Banda Aceh — Kalangan ustadz dan penceramah di Aceh yang sering mengisi pengajian, saat ini mengaku resah dengan adanya cap wahabi/salafi yang bisa dilabelkan siapa saja setiap saat, dan kajian keagamaannya pun terancam bisa dihentikan bahkan dibubarkan.
Hal ini seperti yang terjadi pada pengajian rutin Kaukus Wartawan Peduli Syariat Islam (KWPSI) yang gagal terlaksana pada Selasa malam (17/03/2020) lalu, karena dihentikan oleh sekelompok massa yang mengaku penegak Ahlussunnah Waljamaah (Aswaja), setelah sebelumnya dikeluarkan ancaman akan dibubarkan.
Pasalnya, menurut penegak Aswaja, pemateri yang akan mengisi pengajian tersebut yakni Ustadz Muhammad Hatta Selian, Lc M.Ag (Pimpinan Dayah Ar-Rabwah, Indrapuri, Aceh Besar) yang juga Ketua Ormas Islam Wahdah Islamiyah Aceh, mereka nilai ustadz tersebut adalah wahabi, dan tidak sesuai dengan Surat Edaran Plt. Gubernur Aceh Nomor 450/21770 tentang larangan mengadakan pengajian selain iktikad ahlussunnah waljamaah yang bersumber dari hukum mazhab Syafi’iyah.
Karenanya, pihak Mejelis Permusyawaratan Ulama (MPU) Aceh diminta agar dapat segera mengeluarkan kriteria wahabi dan daftar nama-nama ustadz yang beraliran wahabi, untuk adanya kepastian dan ketenangan bagi para ustaz dan teungku di Aceh, dalam memberikan pengajian.

* Data Tersedia
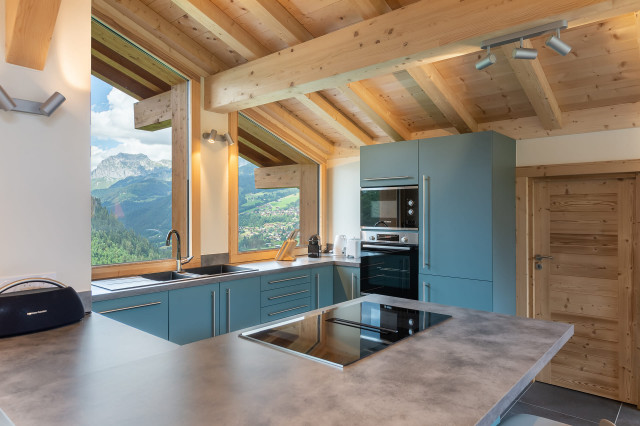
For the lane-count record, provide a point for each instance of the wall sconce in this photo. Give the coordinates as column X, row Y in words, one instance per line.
column 31, row 107
column 213, row 137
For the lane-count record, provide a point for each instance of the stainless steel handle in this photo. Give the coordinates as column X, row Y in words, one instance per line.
column 288, row 279
column 388, row 178
column 130, row 307
column 228, row 310
column 426, row 292
column 31, row 280
column 288, row 294
column 426, row 222
column 213, row 314
column 287, row 310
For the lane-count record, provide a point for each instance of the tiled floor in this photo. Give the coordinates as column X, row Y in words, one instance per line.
column 572, row 407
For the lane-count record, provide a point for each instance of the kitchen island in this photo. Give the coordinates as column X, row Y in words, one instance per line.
column 465, row 371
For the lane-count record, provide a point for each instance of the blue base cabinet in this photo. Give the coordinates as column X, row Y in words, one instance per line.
column 239, row 304
column 146, row 312
column 346, row 283
column 472, row 294
column 322, row 287
column 193, row 313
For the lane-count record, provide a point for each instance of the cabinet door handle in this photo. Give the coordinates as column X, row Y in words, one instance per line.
column 288, row 279
column 228, row 310
column 426, row 222
column 213, row 314
column 130, row 307
column 388, row 178
column 288, row 294
column 287, row 310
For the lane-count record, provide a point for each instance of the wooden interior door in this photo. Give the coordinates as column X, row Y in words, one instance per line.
column 585, row 225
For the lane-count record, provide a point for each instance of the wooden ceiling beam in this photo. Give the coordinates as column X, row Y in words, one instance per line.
column 153, row 113
column 222, row 26
column 265, row 116
column 435, row 87
column 29, row 27
column 330, row 115
column 278, row 19
column 139, row 23
column 376, row 110
column 536, row 86
column 394, row 41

* Petunjuk A
Tuliskan kembali bagian kutipan berita dari "Hal ini seperti" sampai "hukum mazhab Syafi’iyah.".
* Petunjuk B
Terjemahkan kalimat dari kutipan berita berikut ke dalam bahasa Inggris: "Karenanya, pihak Mejelis Permusyawaratan Ulama (MPU) Aceh diminta agar dapat segera mengeluarkan kriteria wahabi dan daftar nama-nama ustadz yang beraliran wahabi, untuk adanya kepastian dan ketenangan bagi para ustaz dan teungku di Aceh, dalam memberikan pengajian."
* Petunjuk C
Lanjutkan kutipan berita tentang pengajian di Aceh mulai dari bagian tempat teks itu berakhir.
Data ini merupakan bahan yang terpisah dari kutipan berita.

* Jawaban Latihan A
Hal ini seperti yang terjadi pada pengajian rutin Kaukus Wartawan Peduli Syariat Islam (KWPSI) yang gagal terlaksana pada Selasa malam (17/03/2020) lalu, karena dihentikan oleh sekelompok massa yang mengaku penegak Ahlussunnah Waljamaah (Aswaja), setelah sebelumnya dikeluarkan ancaman akan dibubarkan.
Pasalnya, menurut penegak Aswaja, pemateri yang akan mengisi pengajian tersebut yakni Ustadz Muhammad Hatta Selian, Lc M.Ag (Pimpinan Dayah Ar-Rabwah, Indrapuri, Aceh Besar) yang juga Ketua Ormas Islam Wahdah Islamiyah Aceh, mereka nilai ustadz tersebut adalah wahabi, dan tidak sesuai dengan Surat Edaran Plt. Gubernur Aceh Nomor 450/21770 tentang larangan mengadakan pengajian selain iktikad ahlussunnah waljamaah yang bersumber dari hukum mazhab Syafi’iyah.

* Jawaban Latihan B
Therefore, the Aceh Ulema Consultative Council (MPU) has been asked to promptly issue criteria for Wahhabism and a list of the names of ustadz who follow the Wahhabi school, so that there is certainty and peace of mind for the ustaz and teungku in Aceh when giving religious study sessions.

* Jawaban Latihan C
Di pihak masyarakat atau komunitas yang menggelar pengajian, juga tidak salah dalam mengundang seseorang ustadz yang direkomendasikan oleh MPU, sehinggga ancaman penghentian pengajian tidak akan terjadi lagi.
Sementara pihak MPU sendiri menyatakan, memang ada ustadz yang termasuk dalam list tidak direkomendasikan oleh MPU Aceh seperti halnya Ustadz Muhammad Hatta Selian, dimana saat ini rekomendasi tersebut masih berada di tangan tenaga ahli MPU untuk dikaji. Hal ini sebagaimana pengakuan Wakil Ketua MPU Aceh, Tgk Faisal Ali.
Terkait hal itu, Ketua Dewan Dakwah Aceh (DDA) Dr. Tgk. Hasanuddin Yusuf Adan MCL MA mendesak agar MPU Aceh tidak lagi membiarkan hal ini terjadi, dan segera menuntaskan daftar nama-nama ustadz yang dilarang isi pengajian karena wahabi.
“List daftar nama-nama ustadz itu harus konkrit apa yang dimaksud dengan wahabi, siapa wahabi itu, bagaimana keburukan dan kebusukan wahabi. Itu semua harus dijelaskan secara terbuka oleh MPU kepada masyarakat,” ujar Hasanuddin Yusuf Adan, Sabtu (21/3).
Menurut Dosen Fakultas Syariah dan Hukum UIN Ar-Raniry ini, semua pihak jangan gampang-gampang saja menyebutkan dan menuduh seseorang ustadz itu wahabi. Tapi harus dapat dibuktikan dia itu benar wahabi.
“Seperti Ustadz Muhammad Hatta itu dituduh wahabi misalnya karena dia ada berteman dengan orang yahudi, harus konkrit, jangan sebut saja wahabi, tapi bukti tidak ada. Begitu juga ketika dibilang seseorang itu wahabi, apakah ada dalil atau nash bahwa wahabi itu salah dan masuk neraka. Kalo tidak ada, maka segera hentikan isu wahabi,” tegasnya.
Disebutkannya, tugas MPU adalah untuk mengayomi umat, untuk merapatkan ukhuwah umat, dan tidak membiarkan umat tercerai berai dengan isu wahabi. Karenanya, isu wahabi itu harus dituntaskan oleh MPU. Kalau MPU tidak juga menuntaskan isu wahabi, ini berarti punca masalah kekacauan dan perpecahan umat di Aceh adalah MPU itu sendiri.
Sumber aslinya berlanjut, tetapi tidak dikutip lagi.